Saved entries
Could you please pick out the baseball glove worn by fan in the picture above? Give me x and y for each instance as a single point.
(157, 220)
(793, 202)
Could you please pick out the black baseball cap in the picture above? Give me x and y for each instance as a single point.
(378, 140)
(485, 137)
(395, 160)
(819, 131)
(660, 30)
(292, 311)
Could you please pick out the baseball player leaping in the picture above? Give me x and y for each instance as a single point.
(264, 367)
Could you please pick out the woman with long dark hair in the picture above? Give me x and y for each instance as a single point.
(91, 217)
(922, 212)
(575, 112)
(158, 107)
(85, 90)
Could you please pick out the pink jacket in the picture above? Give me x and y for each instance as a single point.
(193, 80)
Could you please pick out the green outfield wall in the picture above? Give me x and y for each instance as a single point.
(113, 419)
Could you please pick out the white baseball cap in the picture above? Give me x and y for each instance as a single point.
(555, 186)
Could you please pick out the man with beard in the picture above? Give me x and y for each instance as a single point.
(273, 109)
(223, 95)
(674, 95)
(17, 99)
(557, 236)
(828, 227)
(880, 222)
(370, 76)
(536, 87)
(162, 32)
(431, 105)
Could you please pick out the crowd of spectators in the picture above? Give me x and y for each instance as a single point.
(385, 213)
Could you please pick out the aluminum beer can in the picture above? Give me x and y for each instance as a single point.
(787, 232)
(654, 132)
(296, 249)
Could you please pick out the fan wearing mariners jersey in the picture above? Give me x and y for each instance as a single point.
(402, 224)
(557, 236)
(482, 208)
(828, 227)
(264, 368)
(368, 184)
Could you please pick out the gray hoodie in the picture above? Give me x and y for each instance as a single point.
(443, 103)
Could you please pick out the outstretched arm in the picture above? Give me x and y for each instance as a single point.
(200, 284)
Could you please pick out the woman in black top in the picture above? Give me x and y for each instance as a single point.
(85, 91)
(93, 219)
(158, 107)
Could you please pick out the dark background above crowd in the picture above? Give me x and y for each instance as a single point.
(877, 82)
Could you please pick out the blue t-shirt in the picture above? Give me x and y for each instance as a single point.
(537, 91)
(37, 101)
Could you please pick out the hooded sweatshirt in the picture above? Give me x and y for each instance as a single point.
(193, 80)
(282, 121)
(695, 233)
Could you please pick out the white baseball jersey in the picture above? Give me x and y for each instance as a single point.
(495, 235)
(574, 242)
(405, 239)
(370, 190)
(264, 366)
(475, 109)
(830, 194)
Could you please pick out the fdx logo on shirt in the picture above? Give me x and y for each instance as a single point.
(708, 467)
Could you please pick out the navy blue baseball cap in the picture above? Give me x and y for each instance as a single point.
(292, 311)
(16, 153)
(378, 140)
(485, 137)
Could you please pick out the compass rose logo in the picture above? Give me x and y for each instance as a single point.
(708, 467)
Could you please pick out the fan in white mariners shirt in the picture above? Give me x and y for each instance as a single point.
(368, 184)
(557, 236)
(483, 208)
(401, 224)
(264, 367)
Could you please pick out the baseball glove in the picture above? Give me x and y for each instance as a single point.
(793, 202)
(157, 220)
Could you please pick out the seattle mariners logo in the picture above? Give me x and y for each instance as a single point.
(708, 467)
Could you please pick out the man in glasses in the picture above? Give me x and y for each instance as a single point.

**Exercise requirements**. Could you retype all of the entries exactly, leaving none out?

**Output of the task**.
Could you please pick out the baseball glove worn by fan in the picture above? Give me x and y for each instance as a single point.
(157, 220)
(793, 202)
Could you please pick out the black baseball cap in the picture above? Give me x and y for each instance as a single point.
(378, 140)
(485, 137)
(395, 160)
(819, 131)
(660, 30)
(292, 311)
Could you please pick out the baseball player leaping in the picture above? Give me x and y for each instance as a single point.
(264, 367)
Could you please pick out the woman with long dark hair in the picture above? Give me x and y for each instance as a single point.
(91, 217)
(922, 212)
(575, 112)
(158, 107)
(85, 90)
Could you please pick out the pink jacket in the picture above? Give me x and y for each instance as a single point.
(193, 80)
Could you please pick out the green outfield wall in the picture above? Give me x and y for each instance as a single point.
(113, 419)
Could you please pick out the white baseball cap in the picture above? Give me x and y for each instance as a single point.
(555, 186)
Could you please pick out the man with beard in the picture above? Give me x and y for each instance as a single point.
(273, 109)
(223, 95)
(674, 95)
(17, 99)
(557, 236)
(828, 227)
(880, 222)
(370, 76)
(536, 87)
(162, 32)
(431, 105)
Could you please pick out the crowd of spectators in the picture above? Give me x and y for each instance as a single point.
(385, 213)
Could you please pick out the aluminum beer can in the picture above? Give me x and y for each instance as a single point.
(787, 232)
(654, 132)
(296, 249)
Could you please pick out the fan wearing mariners jersey in the picture above? Give me x and y for each instance as a single point.
(402, 224)
(557, 236)
(482, 208)
(828, 227)
(264, 368)
(368, 184)
Could you please pick out the gray hoodie in the picture above? Give me x and y for each instance as a single point.
(443, 103)
Could you please pick out the outstretched arm in the picture above? Give me x and y for each instance as a single point.
(200, 284)
Could you please pick out the woman in black top in the picture above? Give me x and y for each instance as a single point.
(85, 91)
(93, 219)
(158, 107)
Could you please pick out the dark background above crowd in the picture above? Give me x and y for each instance as a single point.
(877, 82)
Could you please pick out the blue t-shirt in the picture above? Give me x and y for each instance as a single point.
(537, 91)
(37, 101)
Could you please pick out the hooded sweatshirt in the picture above? Give me x and y for each instance as a single point.
(193, 80)
(282, 121)
(695, 233)
Could you please pick out the white baseball jersey in the picture above? Give me x and y for each instance as a single point.
(495, 235)
(574, 242)
(405, 239)
(370, 190)
(264, 366)
(475, 109)
(830, 194)
Could you please pick out the fdx logo on shirt in the picture above? Give me x and y for each instance as a single point.
(708, 467)
Could you please pick out the navy blue baseball cap in the picture above? Give me x and y for each instance as a single point.
(292, 311)
(16, 153)
(378, 140)
(485, 137)
Could you please pick out the compass rose logo in the picture above? Give me x and y for each instance as a single point.
(708, 467)
Could you please pick out the fan in white mariners shirt in the picture above? Give me x and y for each instance as a single point.
(368, 184)
(557, 236)
(483, 208)
(401, 224)
(264, 367)
Could you please pick out the baseball glove in the picture above? Give me x and y for each instance as a single point.
(793, 202)
(157, 220)
Could you please pick out the seattle mariners logo in the picture above? Give me x and y for each instance as a single point.
(708, 467)
Could you please pick out the man in glasses in the picture above? Give me x and y for each instance as a single point.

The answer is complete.